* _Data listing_
_ _ _ _ _
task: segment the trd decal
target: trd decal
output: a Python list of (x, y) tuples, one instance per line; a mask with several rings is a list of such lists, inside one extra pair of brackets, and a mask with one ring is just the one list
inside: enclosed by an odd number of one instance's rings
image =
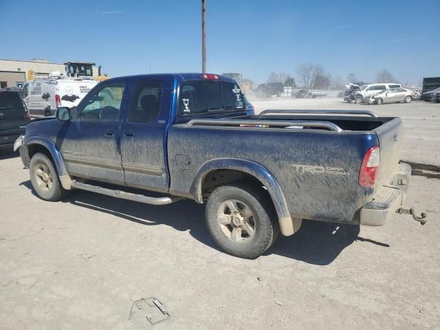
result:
_ _ _ _ _
* _Set task_
Put the lines above into a Markdown table with two columns, Row and Line, numbering each row and skipping blank lines. Leave the pictures out of the answer.

* _Written solution_
| Row | Line |
|---|---|
| 1 | task: segment the trd decal |
| 2 | target: trd decal |
| 3 | output: a Python list of (x, y) tuples, one instance per line; a mask with several rings is a list of such lists, inside one extra pair of brackets, and a mask with one ring is just the one list |
| 4 | inside: enclosed by an odd number of one instance's rings |
| 5 | image = |
| 6 | result: |